▸ **Text passage**:
Kerala: Nurses to step up sit-in for pay hike

The next round of meeting is scheduled for Monday. Another nurses’ organisation, the Indian Nurses Association (INA), is continuing its sit-in in front of the Secretariat.

Written by Shaju Philip | Thiruvananthapuram | Published:July 9, 2017 3:34 am

FIVE YEARS after their historic agitation for better pay, Kerala’s private hospital nurses are in the middle of another bout of agitation, demanding minimum wages as recommended last year by a Supreme Court-recommended committee. They are set to make the protests next week. On Tuesday, United Nurses Association (UNA), which is spearheading the agitation, plans a massive march to the state Secretariat. The association also plans a state-wide stir, as two rounds of discussions with hospital managements have failed to reach desirable result for them.

The next round of meeting is scheduled for Monday. Another nurses’ organisation, the Indian Nurses Association (INA), is continuing its sit-in in front of the Secretariat. In December 2011, nurses, then unorganised, had done on an agitation under UNA, then a newly launched trade union. Most hospitals were forced to increase salary, but nurses say even then monthly salary hovered in the Rs 10,000-Rs 12,000 range.

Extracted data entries
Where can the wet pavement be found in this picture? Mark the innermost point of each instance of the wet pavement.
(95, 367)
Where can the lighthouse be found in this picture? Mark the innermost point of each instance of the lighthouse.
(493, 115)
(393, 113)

==

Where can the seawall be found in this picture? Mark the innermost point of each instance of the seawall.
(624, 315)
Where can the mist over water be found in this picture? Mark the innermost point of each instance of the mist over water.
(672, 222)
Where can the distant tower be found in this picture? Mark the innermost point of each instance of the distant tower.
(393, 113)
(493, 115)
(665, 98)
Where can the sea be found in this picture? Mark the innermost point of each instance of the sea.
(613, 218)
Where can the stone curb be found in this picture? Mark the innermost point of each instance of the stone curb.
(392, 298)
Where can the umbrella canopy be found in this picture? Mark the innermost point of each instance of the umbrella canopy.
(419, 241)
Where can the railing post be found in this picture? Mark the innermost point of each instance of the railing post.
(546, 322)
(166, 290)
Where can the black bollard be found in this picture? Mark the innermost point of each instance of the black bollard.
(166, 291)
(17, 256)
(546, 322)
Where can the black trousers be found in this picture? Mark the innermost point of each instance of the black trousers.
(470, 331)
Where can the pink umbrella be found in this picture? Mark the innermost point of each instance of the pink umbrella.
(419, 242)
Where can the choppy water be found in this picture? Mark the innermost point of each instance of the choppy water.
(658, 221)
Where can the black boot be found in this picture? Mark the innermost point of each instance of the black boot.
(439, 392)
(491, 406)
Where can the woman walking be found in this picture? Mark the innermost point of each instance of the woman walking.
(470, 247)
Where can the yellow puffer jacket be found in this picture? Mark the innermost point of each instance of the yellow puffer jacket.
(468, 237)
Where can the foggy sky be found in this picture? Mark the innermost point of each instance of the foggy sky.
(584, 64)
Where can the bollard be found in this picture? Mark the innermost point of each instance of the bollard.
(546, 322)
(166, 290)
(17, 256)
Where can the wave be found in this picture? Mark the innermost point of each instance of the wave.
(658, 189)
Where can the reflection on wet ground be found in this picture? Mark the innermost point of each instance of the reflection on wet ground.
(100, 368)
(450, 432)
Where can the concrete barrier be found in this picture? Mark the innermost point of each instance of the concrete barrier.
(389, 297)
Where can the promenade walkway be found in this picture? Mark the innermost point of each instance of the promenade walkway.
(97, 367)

▸ **Questions**:
**A.** Summarize the article on the Kerala nurses' pay agitation in two sentences.
**B.** Translate this sentence from the article on the Kerala nurses' pay agitation into Spanish: "Most hospitals were forced to increase salary, but nurses say even then monthly salary hovered in the Rs 10,000-Rs 12,000 range."

▸ **Responses to the exercise**:
**A.** Five years after their historic agitation for better pay, Kerala's private hospital nurses are protesting again, demanding the minimum wages recommended last year by a Supreme Court-recommended committee. After two rounds of talks with hospital managements failed, the United Nurses Association plans a march to the state Secretariat on Tuesday and a state-wide stir, while the Indian Nurses Association continues its sit-in in front of the Secretariat.

**B.** La mayoría de los hospitales se vieron obligados a aumentar el salario, pero el personal de enfermería afirma que, incluso entonces, el salario mensual rondaba entre las Rs 10.000 y las Rs 12.000.